Exercise requirements: Pick out every line in the entries below that contains the word "rock", and copy each of those lines.

Records excerpted from a collection
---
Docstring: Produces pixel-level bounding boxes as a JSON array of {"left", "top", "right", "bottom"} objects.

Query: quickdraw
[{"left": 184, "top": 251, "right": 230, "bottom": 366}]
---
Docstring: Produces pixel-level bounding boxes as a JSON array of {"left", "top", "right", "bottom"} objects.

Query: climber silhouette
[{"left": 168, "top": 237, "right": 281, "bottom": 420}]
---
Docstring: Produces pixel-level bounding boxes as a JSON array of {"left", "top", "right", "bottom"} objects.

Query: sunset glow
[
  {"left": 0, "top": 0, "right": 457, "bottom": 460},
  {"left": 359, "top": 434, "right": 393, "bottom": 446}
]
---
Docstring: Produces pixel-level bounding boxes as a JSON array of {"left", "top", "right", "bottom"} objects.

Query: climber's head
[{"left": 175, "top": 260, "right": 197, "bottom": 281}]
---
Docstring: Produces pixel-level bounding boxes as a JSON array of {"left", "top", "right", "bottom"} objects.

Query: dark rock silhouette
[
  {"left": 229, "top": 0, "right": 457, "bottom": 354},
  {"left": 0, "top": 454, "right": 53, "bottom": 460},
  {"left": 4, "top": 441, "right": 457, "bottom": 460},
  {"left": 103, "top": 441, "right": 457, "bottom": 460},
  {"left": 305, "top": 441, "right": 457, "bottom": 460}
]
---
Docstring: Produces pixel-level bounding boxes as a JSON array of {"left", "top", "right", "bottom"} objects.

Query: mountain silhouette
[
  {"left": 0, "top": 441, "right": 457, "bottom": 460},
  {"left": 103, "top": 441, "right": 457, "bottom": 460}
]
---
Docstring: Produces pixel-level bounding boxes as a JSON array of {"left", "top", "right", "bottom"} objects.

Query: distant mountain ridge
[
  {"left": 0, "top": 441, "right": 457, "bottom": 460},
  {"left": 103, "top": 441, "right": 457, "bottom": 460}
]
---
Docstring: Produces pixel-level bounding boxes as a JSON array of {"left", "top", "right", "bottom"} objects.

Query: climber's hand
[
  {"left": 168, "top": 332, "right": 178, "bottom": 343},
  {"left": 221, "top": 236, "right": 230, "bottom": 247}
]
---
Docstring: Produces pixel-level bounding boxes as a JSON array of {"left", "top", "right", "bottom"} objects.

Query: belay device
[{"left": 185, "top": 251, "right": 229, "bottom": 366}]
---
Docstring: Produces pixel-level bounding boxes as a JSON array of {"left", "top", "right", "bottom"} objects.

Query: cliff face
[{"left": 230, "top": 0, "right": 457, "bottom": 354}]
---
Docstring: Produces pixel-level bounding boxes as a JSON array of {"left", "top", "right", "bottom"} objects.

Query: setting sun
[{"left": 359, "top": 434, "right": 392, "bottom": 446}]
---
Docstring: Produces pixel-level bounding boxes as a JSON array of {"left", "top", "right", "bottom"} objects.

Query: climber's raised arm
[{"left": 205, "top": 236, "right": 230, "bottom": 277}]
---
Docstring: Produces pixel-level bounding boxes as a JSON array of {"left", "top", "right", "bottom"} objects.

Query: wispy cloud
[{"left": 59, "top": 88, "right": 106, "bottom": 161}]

* * *

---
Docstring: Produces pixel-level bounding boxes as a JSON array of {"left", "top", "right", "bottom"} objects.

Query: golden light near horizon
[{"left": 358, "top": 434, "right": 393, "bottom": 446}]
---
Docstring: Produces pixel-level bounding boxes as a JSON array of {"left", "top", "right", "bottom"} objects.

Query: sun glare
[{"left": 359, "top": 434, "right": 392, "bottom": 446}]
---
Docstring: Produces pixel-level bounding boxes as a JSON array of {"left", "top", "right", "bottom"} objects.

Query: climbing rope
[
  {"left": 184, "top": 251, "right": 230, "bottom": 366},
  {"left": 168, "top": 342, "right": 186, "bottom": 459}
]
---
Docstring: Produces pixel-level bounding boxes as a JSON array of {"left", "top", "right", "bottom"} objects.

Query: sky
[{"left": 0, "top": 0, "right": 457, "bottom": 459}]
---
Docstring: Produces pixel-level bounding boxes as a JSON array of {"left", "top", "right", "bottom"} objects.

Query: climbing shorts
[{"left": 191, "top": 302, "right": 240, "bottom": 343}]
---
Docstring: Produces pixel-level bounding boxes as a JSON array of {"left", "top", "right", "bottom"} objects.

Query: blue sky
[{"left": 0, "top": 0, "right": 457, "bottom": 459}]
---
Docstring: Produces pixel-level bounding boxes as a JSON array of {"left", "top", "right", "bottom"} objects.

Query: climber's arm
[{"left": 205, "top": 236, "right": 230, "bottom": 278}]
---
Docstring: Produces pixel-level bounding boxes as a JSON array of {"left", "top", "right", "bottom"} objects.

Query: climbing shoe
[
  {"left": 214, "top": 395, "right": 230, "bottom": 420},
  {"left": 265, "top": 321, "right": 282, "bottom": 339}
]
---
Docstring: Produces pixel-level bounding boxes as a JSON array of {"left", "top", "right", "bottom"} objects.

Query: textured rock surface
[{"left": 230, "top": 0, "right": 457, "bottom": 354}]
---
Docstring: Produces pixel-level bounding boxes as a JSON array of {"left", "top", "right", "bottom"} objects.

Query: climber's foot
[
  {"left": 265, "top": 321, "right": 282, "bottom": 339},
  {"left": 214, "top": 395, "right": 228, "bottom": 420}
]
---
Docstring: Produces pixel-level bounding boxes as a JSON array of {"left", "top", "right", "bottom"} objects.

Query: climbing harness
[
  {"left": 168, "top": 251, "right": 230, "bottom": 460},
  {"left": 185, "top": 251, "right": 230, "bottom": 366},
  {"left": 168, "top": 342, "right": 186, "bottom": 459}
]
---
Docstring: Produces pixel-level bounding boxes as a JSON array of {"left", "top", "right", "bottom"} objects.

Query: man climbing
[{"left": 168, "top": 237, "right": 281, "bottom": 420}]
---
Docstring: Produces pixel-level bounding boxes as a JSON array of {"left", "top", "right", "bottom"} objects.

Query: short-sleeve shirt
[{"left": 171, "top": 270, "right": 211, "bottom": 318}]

...

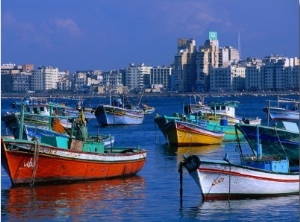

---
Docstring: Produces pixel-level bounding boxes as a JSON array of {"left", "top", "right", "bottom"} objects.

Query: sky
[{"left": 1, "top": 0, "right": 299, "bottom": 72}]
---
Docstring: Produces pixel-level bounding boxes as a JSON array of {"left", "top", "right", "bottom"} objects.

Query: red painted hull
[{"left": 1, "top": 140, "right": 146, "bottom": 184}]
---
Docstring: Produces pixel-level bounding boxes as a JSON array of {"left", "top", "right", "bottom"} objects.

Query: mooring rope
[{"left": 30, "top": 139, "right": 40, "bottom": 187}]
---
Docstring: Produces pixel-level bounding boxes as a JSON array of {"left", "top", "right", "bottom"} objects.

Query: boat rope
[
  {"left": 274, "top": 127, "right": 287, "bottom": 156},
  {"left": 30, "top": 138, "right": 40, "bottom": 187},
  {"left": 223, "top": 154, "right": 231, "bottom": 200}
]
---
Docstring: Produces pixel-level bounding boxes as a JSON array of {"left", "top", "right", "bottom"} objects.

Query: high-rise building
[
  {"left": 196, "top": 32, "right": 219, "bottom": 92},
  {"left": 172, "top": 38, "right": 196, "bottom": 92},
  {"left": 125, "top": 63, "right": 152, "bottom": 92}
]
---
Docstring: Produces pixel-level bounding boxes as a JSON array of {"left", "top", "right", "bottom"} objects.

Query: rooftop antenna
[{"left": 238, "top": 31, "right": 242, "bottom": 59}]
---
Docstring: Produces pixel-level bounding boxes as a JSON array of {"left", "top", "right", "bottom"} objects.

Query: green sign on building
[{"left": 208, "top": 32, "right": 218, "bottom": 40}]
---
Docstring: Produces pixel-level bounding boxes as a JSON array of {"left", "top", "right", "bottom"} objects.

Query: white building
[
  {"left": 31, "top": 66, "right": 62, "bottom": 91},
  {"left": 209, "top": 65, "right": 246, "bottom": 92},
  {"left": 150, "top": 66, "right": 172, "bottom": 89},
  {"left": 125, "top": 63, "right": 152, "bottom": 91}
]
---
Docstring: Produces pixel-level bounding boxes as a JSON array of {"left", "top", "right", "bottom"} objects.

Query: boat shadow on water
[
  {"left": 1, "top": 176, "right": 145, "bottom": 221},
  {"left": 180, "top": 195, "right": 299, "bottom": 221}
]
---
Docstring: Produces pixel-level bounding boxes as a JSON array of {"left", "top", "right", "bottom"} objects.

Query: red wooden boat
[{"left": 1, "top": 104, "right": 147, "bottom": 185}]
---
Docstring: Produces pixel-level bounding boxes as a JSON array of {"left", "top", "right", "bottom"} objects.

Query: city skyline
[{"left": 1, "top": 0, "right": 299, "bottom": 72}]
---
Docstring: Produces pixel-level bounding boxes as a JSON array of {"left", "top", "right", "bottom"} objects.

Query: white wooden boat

The reply:
Query: dark rock silhouette
Query: textured rock surface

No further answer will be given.